* [Instructions to follow] These records contain pictures, which must be left out; copy exactly the lines from the one with "Target: black backpack" up to and including the one with "Each instance receives one point. Annotate the street".
BEGIN Given entries
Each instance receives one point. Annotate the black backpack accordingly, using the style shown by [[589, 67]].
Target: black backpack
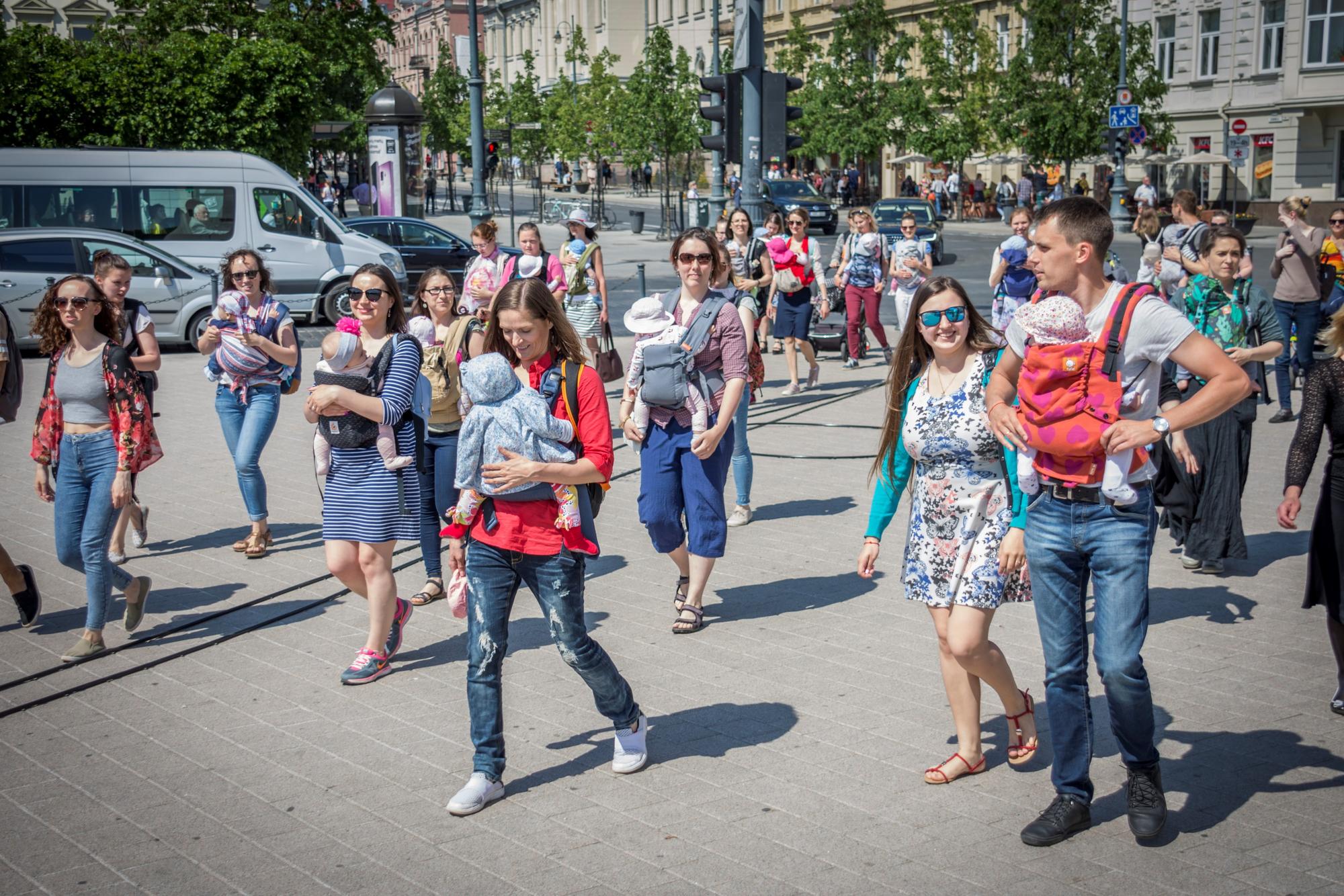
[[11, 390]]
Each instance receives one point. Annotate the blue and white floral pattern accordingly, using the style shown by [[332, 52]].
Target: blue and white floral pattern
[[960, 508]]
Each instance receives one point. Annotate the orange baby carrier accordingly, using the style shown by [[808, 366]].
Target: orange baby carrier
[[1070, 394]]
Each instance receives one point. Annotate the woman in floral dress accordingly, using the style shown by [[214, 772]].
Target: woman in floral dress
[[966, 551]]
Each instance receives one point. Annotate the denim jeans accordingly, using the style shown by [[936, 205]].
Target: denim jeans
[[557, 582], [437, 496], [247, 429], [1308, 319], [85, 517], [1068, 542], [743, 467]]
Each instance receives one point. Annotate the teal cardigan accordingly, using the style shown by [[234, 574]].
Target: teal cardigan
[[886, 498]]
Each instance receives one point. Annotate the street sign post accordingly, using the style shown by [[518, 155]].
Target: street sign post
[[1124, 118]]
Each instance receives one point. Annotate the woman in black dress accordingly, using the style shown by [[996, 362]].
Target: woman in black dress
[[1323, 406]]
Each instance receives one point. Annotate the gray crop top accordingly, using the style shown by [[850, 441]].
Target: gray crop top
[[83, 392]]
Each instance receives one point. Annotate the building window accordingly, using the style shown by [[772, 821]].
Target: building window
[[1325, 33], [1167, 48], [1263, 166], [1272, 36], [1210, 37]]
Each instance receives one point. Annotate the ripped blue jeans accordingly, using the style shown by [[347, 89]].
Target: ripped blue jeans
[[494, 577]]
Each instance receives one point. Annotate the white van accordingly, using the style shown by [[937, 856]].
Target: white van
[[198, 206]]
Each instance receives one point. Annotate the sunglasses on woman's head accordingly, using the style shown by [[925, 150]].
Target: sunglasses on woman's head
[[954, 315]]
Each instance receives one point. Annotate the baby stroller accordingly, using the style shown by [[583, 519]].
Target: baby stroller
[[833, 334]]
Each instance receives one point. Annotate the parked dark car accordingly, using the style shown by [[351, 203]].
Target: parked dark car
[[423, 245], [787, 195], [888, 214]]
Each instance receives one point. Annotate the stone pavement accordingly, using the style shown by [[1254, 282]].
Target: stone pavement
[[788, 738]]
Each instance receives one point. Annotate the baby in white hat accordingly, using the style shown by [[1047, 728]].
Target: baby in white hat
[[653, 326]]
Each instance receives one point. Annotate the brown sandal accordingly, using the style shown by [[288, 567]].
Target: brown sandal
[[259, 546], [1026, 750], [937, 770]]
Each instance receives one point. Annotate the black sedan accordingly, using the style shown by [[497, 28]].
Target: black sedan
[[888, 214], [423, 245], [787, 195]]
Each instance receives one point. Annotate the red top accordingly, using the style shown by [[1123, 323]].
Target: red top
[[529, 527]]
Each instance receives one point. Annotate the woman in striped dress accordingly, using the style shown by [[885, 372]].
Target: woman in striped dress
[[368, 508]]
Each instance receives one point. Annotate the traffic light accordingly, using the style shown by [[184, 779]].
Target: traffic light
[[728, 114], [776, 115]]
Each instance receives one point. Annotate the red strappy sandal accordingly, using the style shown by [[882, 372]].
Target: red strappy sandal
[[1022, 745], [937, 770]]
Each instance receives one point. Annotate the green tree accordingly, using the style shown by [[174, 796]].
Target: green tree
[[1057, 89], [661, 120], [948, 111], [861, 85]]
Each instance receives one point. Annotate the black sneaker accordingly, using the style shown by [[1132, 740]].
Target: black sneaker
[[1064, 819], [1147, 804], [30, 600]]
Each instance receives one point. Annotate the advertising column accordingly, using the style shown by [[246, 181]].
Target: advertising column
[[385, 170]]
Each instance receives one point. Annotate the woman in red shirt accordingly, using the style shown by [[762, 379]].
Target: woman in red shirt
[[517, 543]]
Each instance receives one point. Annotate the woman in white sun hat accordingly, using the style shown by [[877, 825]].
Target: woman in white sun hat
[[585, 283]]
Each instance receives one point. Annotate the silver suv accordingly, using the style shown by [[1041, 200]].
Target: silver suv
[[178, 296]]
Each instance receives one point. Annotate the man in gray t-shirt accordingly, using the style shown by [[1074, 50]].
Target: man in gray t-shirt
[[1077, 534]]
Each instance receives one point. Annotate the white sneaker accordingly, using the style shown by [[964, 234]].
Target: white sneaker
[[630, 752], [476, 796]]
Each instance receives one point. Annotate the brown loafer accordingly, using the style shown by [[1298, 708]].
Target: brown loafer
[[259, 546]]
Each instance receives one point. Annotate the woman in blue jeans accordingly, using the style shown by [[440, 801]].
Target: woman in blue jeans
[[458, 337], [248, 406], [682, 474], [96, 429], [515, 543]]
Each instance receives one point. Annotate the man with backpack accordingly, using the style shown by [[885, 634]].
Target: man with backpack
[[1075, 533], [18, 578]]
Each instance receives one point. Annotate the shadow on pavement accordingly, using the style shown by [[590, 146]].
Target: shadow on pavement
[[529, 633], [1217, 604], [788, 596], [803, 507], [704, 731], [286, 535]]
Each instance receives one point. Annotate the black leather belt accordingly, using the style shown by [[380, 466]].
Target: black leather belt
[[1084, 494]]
END Given entries
BEGIN Given entries
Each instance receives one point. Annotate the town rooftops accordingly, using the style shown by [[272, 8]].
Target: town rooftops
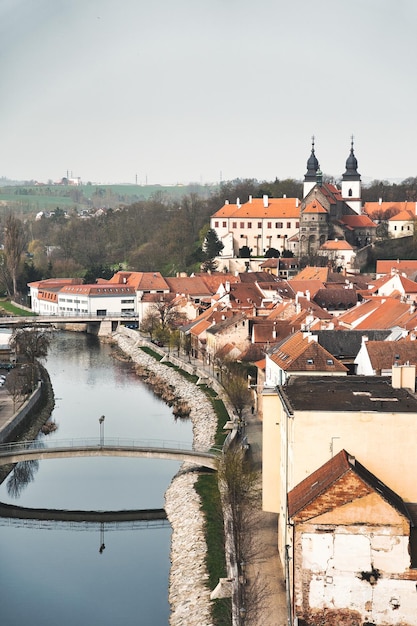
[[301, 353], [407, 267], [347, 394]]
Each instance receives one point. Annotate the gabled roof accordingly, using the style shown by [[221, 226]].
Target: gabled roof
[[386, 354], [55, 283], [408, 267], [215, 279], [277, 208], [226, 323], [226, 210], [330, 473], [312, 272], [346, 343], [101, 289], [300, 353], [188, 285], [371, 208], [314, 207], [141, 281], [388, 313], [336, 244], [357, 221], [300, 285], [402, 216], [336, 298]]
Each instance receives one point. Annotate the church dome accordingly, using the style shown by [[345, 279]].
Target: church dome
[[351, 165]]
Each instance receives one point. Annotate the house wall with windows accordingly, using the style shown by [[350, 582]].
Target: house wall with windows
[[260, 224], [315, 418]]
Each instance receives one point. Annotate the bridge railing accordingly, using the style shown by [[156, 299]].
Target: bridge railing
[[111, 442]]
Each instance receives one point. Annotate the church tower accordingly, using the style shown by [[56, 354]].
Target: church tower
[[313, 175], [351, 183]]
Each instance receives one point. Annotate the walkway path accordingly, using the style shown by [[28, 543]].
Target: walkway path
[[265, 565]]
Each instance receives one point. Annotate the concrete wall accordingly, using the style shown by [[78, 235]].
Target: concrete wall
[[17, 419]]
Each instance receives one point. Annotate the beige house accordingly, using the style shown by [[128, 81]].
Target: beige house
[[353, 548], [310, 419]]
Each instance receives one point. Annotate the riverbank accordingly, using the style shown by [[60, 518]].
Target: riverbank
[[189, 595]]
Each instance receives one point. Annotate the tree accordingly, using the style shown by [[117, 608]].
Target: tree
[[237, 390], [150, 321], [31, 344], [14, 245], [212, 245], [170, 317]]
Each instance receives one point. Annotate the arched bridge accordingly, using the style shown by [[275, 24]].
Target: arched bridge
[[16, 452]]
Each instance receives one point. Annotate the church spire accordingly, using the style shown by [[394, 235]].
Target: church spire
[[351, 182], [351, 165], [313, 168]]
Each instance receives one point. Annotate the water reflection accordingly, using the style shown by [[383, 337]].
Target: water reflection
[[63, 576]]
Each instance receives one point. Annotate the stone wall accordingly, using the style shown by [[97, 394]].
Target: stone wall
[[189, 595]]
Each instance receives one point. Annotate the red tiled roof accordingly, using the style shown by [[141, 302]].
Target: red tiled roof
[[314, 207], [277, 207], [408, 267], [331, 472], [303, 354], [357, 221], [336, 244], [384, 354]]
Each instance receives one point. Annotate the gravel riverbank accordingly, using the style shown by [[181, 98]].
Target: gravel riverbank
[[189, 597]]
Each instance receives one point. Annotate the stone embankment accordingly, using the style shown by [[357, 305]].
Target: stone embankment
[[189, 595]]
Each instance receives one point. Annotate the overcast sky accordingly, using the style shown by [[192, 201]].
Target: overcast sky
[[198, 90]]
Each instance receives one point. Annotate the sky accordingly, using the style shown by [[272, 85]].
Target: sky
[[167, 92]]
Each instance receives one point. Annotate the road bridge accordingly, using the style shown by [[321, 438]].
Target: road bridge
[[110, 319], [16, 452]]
END Given entries
BEGIN Given entries
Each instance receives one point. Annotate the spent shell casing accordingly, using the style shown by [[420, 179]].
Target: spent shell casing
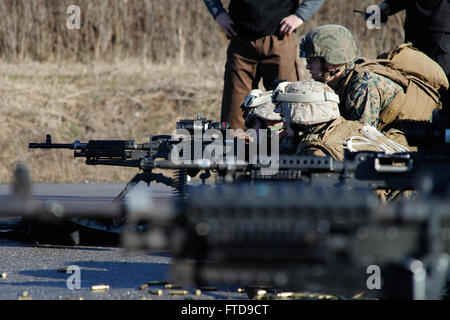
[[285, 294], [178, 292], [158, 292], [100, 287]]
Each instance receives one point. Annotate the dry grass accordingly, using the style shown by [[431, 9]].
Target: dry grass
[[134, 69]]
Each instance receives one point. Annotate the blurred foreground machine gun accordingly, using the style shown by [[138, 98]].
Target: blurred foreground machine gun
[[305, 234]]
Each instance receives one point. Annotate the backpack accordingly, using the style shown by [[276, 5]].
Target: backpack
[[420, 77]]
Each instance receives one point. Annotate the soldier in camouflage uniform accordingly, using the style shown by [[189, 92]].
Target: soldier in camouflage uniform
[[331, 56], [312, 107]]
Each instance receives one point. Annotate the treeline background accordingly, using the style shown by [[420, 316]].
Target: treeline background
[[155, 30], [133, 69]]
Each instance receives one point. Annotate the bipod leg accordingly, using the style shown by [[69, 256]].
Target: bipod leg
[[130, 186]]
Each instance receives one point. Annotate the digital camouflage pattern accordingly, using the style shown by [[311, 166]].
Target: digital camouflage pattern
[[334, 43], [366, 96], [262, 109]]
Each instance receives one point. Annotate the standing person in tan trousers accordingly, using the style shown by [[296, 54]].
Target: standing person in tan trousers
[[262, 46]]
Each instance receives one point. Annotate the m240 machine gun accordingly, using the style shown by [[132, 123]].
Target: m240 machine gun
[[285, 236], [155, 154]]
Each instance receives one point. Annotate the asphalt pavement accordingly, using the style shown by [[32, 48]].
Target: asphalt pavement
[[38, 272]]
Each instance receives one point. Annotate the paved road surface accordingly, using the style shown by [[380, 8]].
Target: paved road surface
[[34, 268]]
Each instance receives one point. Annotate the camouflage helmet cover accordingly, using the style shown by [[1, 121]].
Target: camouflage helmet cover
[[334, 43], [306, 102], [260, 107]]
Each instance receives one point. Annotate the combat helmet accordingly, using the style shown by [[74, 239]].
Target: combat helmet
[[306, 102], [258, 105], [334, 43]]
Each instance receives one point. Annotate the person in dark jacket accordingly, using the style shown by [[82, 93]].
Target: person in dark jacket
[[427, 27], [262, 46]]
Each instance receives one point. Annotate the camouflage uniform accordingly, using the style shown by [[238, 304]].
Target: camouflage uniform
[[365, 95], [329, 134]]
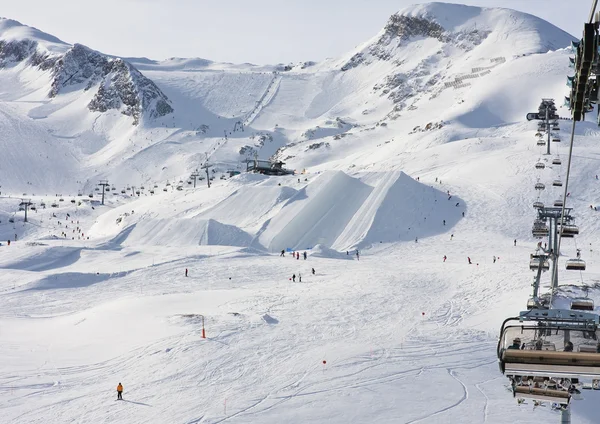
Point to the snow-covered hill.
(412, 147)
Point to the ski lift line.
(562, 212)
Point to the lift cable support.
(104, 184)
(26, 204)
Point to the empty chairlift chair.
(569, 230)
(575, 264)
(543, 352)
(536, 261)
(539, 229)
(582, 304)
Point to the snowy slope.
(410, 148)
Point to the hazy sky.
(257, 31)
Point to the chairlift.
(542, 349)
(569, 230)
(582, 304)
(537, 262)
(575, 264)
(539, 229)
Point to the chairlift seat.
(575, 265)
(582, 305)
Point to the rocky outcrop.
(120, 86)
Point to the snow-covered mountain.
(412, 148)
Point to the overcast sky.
END Given entries
* [Answer to the exercise]
Target: black backpack
[[11, 390]]
Each instance receives one point. Annotate the blue and white floral pattern accordingly, using the style shown by [[332, 52]].
Target: blue and white floral pattern
[[960, 508]]
Each instance receives one point. Annotate the orange baby carrier accordingly, using the style shown by [[808, 366]].
Target: orange baby carrier
[[1070, 394]]
Each instance receives one point. Annotate the woman in floral dress accordingly, using the style shown by [[214, 772]].
Target: woman in floral dress
[[966, 551]]
Each instance receives one point. Annotate the denim jeans accordingly, using the style shown by [[936, 205]].
Target: denim jeans
[[557, 582], [437, 496], [247, 429], [1308, 319], [85, 517], [1068, 542], [743, 467]]
Each instance receives one point. Annotate the teal cardigan accordingly, using the style shown by [[234, 574]].
Target: teal cardigan
[[886, 498]]
Each instance receives one point. Annotate the street sign post accordingly, using the style shown by [[518, 155]].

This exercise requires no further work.